::: Information provided :::
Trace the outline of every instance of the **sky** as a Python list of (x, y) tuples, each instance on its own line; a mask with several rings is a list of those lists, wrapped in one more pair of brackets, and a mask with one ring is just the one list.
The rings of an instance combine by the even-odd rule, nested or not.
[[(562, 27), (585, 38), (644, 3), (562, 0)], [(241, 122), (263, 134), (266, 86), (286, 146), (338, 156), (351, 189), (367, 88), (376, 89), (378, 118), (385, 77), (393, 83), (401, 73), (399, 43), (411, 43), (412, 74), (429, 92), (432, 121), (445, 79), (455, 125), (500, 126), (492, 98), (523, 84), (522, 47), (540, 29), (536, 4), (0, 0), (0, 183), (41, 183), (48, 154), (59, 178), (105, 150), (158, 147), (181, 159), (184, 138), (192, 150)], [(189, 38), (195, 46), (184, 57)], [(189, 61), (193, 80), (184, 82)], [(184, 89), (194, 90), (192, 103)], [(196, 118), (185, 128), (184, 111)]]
:::
::: Information provided :::
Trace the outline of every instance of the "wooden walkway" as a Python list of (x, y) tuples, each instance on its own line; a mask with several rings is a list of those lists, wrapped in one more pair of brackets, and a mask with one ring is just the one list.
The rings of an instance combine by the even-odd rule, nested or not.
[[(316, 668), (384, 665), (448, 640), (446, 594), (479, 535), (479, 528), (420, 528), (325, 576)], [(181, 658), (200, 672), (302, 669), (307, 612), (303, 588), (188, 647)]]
:::
Aim | Reproduce without change the part of the listing that opens with the line containing "Trace the outline of every instance of the **sky**" and closes with the line containing "128), (184, 111)]]", both included.

Task answer |
Trace the outline of every instance of the **sky** as a Python list of (x, y) tuples, each instance on its own line; a mask with several rings is a list of those lists, wrapped in one more pair of brackets, and a mask with one ring is just the one list.
The rings of an instance combine by the even-odd rule, nested or not.
[[(562, 27), (585, 38), (644, 3), (562, 0)], [(241, 122), (263, 134), (266, 86), (286, 146), (338, 156), (351, 189), (367, 88), (376, 89), (378, 118), (385, 77), (393, 83), (401, 73), (399, 43), (411, 43), (412, 74), (429, 92), (432, 121), (445, 79), (455, 125), (500, 126), (492, 98), (523, 84), (522, 47), (540, 29), (536, 4), (0, 0), (0, 183), (41, 183), (48, 154), (59, 178), (105, 150), (158, 147), (181, 159), (184, 138), (192, 150)], [(189, 38), (195, 46), (184, 57)], [(189, 61), (193, 80), (184, 82)], [(184, 89), (194, 90), (192, 103)], [(196, 118), (185, 128), (184, 111)]]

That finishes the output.